▸ Written task 1
Can you reproduce the records word for word, starting at their first line and ending at the line that contains "<point>275,62</point>", with both of those lines included?

▸ Extract
Here's the argument.  If human beings are basically good, then logically, we must blame our family, blame society, blame our race, blame our nationality, blame our environment, when we choose to do bad things.   We are not really personally responsible.   If people are basically good, then you don’t have to teach children morality and respecting authority and obeying the rules, about not cheating and lying and stealing.  Why?  As they grow they will naturally by their nature become good persons.   If people are basically good, they don’t need rules and laws to control their behavior, they will naturally by their nature follow the rules and be good citizens.  If human nature is basically good, we don't need the Bible or God or Jesus, because our nature will direct us to always do the right thing.

But if we are born sinners, we human beings need help, we really need to learn and internalize this elemental teaching of Jesus.  “In everything do to others as you would have them do to you; for this is the law and the prophets.”   A modern day interpreter put it this way:  “Treat other people exactly as you would like to be treated by them.”  We of course know this as the Golden Rule.  Just imagine what a different world we would live in if everyone followed this single profound rule.

The Golden Rule was not original to Jesus.  A Gentile asked a first century Rabbi, Rabbi Shammai, to teach him the whole law while standing on one foot.  Rabbi Shammai replied:  “Do not do to others what you would not have others do to you.”  The man was so impressed that he asked to become a student of the Rabbi.  Other Rabbi’s in Jesus’ day taught:  “Whatever is hateful to you, don’t do to your neighbor.

The Jewish rule was stated in the negative.  Jesus re-stated this rule in the positive.  This was Jesus’ original contribution.  The old rule is basically passive, “don’t do this, don't do that.”  Jesus’ rule is active, “do this, do that.”  In other words, the old rule can be kept by not hurting another human being.  Jesus’ moral ethic summons his followers to be active; to take the initiative, to be pro-active, to do something positive toward others.

Yes, both perspectives are essential in the moral life.  Both the positive and negative have merit.  They constitute the Judeo/Christian ethic.  We think of the 10 Commandments for example – don’t steal, don’t murder, don’t commit adultery, don’t bear false witness.   And now comes Jesus rule – do unto others. These are two biblical perspectives on goodness, on righteousness.   They both are saying – God created us to be good and Jesus teaches you to be good, to do good, to be righteous in your life.

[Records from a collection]

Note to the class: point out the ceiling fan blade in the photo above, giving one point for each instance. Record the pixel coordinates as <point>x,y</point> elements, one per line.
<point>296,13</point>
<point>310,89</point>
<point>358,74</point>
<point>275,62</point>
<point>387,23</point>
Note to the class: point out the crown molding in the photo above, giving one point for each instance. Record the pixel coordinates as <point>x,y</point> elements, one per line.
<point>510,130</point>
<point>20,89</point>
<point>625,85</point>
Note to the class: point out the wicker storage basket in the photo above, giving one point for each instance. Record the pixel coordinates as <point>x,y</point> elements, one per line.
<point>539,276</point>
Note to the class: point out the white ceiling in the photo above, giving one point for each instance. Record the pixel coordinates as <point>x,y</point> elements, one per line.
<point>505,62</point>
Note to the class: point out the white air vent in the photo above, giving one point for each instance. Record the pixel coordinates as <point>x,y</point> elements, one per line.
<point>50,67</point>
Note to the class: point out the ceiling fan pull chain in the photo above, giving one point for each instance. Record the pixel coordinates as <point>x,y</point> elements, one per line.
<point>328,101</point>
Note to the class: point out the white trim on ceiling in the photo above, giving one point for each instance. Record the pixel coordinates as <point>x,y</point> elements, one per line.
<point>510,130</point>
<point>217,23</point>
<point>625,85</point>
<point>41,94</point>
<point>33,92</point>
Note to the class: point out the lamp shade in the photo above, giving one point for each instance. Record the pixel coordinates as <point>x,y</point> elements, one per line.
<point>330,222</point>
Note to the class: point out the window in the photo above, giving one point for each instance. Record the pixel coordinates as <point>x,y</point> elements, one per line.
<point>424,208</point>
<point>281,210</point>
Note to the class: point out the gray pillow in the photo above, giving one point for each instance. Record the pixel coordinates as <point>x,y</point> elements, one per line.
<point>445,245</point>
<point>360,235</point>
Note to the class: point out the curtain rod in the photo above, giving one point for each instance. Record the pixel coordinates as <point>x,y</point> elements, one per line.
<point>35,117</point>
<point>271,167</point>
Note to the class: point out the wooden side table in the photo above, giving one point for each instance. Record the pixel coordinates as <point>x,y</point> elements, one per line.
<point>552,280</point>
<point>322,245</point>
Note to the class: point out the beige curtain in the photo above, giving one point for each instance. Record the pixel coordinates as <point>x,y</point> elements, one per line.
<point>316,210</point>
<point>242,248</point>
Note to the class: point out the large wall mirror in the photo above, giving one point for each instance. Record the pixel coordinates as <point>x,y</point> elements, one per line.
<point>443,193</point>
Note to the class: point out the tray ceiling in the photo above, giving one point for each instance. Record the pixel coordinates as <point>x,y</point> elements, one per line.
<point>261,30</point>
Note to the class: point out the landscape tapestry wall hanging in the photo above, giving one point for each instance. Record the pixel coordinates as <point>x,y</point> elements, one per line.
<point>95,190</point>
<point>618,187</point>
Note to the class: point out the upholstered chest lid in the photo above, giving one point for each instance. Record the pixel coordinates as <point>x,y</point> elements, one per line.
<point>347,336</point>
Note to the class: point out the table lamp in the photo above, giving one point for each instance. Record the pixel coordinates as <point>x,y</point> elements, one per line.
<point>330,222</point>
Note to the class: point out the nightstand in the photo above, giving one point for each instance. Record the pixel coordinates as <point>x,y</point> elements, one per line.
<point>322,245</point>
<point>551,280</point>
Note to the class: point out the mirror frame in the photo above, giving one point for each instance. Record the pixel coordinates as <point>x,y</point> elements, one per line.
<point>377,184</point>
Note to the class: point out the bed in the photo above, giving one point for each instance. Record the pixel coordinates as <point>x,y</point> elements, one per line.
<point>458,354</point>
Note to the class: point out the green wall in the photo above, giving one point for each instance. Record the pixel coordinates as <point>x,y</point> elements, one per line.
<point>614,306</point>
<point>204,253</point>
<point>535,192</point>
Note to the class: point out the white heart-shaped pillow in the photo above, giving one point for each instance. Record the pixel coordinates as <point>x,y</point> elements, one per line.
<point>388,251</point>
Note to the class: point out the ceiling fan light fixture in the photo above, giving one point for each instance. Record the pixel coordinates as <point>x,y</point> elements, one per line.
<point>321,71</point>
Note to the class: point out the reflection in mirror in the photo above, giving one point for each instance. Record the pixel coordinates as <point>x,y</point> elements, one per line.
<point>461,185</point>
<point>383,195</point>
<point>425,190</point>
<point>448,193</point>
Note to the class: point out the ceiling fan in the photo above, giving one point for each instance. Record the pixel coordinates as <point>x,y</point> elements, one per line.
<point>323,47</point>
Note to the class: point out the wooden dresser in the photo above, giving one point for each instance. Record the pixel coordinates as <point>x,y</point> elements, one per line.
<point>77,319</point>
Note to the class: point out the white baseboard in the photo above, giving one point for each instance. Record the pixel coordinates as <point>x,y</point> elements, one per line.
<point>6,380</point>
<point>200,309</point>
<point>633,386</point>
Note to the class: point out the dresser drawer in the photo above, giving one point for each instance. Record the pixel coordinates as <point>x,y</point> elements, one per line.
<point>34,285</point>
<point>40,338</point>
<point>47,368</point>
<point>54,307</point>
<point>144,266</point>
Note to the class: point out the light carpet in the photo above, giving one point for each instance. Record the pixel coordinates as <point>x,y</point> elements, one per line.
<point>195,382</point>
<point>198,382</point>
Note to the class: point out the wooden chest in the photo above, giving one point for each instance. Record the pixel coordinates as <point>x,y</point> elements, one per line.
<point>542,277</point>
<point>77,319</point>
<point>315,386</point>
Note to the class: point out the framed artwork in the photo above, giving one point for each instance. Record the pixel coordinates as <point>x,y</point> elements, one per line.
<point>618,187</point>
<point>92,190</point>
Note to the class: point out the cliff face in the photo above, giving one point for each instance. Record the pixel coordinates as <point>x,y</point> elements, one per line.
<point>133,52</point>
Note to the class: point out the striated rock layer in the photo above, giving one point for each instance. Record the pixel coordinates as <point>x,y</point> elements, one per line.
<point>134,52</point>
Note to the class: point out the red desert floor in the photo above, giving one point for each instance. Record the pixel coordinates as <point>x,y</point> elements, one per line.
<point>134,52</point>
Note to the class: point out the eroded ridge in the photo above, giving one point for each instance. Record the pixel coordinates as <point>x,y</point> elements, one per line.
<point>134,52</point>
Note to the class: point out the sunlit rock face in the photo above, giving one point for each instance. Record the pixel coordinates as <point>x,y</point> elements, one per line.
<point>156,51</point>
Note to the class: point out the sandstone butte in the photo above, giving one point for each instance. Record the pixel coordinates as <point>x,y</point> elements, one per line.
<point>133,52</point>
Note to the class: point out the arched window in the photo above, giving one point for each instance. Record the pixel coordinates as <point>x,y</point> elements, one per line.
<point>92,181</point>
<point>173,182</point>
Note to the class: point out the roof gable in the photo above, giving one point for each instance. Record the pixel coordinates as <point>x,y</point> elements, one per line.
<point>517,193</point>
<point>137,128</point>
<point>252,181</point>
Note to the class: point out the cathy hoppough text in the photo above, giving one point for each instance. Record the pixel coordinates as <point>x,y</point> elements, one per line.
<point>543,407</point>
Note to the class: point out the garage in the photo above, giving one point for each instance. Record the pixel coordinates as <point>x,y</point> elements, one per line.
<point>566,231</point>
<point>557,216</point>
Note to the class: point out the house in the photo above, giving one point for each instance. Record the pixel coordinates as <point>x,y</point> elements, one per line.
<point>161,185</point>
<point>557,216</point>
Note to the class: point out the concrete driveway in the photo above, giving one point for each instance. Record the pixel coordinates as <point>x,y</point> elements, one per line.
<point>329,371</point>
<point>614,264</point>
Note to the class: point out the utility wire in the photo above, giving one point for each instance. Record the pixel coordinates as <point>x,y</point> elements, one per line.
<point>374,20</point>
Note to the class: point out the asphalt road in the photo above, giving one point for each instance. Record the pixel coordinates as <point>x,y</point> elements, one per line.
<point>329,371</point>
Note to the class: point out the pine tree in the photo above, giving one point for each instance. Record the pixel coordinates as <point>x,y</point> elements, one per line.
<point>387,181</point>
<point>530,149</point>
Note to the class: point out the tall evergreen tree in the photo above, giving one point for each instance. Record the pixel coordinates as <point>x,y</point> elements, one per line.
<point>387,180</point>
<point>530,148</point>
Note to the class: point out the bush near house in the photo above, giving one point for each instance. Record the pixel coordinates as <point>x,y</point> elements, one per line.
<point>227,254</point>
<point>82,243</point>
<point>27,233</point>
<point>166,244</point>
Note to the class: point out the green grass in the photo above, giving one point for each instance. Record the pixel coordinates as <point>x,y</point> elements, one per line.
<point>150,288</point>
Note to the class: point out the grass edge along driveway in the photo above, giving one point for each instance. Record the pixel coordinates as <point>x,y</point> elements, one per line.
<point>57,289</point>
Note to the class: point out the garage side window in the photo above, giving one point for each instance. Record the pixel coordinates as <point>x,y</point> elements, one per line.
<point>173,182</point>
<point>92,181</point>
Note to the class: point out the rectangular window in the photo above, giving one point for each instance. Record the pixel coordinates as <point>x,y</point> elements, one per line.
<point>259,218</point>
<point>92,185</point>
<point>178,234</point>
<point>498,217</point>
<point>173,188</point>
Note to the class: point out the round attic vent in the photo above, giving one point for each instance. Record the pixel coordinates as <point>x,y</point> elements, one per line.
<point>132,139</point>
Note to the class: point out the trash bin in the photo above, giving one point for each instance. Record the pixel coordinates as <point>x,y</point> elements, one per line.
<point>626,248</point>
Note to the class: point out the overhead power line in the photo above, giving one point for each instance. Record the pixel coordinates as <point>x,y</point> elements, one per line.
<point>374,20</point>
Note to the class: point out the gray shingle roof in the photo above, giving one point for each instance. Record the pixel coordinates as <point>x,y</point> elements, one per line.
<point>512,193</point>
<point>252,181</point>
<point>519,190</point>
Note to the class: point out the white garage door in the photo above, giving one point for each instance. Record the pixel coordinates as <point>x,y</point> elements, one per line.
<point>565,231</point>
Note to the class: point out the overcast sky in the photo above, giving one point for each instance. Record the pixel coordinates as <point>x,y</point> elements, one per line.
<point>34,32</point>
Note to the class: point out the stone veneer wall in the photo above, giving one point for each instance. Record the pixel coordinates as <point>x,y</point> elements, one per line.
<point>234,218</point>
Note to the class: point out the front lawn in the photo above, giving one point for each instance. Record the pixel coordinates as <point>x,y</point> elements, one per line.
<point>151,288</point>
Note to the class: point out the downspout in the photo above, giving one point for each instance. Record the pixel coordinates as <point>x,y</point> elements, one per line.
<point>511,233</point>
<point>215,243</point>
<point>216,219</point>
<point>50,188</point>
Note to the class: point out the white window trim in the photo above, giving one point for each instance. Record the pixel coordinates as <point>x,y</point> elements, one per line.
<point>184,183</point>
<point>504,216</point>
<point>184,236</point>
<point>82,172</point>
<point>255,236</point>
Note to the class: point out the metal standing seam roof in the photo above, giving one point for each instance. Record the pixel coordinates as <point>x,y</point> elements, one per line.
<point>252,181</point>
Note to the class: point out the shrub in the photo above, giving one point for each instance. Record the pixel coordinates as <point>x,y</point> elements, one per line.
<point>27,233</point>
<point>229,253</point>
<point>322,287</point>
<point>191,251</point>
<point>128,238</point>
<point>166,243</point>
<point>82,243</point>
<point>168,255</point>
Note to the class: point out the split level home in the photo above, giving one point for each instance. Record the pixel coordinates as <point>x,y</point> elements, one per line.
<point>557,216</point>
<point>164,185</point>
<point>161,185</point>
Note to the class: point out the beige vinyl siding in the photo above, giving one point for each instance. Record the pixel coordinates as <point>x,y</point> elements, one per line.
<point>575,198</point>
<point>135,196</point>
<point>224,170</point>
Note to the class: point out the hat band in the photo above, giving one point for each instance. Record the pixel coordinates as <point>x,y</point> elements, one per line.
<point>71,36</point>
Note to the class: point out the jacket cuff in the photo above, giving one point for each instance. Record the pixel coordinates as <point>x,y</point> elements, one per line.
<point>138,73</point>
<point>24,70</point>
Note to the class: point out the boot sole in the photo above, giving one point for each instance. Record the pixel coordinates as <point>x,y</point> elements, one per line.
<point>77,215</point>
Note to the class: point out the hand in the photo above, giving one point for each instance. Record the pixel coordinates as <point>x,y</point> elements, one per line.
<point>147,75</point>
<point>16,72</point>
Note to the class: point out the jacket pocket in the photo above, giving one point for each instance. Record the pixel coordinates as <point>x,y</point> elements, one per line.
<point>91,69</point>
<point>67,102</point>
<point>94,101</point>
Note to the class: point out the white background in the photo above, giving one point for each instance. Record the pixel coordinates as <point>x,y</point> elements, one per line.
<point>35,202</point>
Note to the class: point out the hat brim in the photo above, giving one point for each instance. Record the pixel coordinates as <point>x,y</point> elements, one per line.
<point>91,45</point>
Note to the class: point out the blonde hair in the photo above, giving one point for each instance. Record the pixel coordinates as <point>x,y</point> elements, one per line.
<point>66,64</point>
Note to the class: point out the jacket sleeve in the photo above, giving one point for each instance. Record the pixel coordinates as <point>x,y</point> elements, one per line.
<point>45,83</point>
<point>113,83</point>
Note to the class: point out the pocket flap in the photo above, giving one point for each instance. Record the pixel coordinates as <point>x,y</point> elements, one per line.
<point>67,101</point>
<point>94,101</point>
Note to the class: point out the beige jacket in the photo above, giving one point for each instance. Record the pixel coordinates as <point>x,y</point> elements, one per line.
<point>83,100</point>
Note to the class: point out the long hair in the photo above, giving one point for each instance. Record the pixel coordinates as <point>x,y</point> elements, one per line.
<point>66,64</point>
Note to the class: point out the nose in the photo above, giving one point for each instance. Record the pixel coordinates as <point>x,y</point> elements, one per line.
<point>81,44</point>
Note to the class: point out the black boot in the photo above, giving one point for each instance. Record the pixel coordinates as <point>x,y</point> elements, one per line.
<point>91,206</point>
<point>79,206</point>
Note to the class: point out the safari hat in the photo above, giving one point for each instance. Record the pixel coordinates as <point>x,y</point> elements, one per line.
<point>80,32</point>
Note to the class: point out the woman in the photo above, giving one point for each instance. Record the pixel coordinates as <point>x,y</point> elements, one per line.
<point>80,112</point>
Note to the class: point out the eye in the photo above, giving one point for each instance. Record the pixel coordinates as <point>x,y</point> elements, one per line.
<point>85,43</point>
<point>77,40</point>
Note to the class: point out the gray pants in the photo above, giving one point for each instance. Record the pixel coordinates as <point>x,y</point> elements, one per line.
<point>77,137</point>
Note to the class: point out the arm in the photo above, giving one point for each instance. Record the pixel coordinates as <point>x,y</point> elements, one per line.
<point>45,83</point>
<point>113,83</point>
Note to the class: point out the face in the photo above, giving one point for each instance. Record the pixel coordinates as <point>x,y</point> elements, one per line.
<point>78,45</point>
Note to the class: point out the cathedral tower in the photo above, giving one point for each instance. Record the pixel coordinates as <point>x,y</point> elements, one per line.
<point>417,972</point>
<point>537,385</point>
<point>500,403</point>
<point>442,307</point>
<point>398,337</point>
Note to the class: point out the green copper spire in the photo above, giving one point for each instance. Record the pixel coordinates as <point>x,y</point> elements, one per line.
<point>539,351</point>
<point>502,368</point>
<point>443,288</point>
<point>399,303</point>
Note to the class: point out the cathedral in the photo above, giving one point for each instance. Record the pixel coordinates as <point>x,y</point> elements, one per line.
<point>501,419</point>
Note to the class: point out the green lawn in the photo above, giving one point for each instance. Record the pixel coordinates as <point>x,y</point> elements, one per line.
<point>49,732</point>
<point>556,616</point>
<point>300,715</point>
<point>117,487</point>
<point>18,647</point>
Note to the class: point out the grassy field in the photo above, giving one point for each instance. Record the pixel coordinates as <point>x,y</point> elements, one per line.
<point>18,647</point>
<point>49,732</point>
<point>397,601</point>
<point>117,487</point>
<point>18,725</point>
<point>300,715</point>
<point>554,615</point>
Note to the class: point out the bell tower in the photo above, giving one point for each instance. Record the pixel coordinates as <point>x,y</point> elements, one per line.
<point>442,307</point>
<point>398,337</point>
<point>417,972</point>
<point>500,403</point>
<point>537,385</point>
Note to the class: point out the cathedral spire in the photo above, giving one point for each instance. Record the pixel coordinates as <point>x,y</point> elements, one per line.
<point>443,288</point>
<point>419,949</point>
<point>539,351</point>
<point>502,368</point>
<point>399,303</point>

▸ Written task 2
Answer these about the passage on the Golden Rule:
(a) Which first-century rabbi did a Gentile ask to teach him the whole law while standing on one foot?
(b) How does the modern-day interpreter phrase the teaching of Jesus?
(c) What does the passage call Jesus' original contribution?

▸ Worked answer 1
Note to the class: point out the ceiling fan blade in the photo above, giving one point for each instance. Record the pixel coordinates as <point>x,y</point> elements, one per line.
<point>296,13</point>
<point>310,89</point>
<point>358,74</point>
<point>275,62</point>

▸ Worked answer 2
(a) Rabbi Shammai.
(b) "Treat other people exactly as you would like to be treated by them."
(c) Re-stating the Jewish rule, which was given in the negative, in the positive.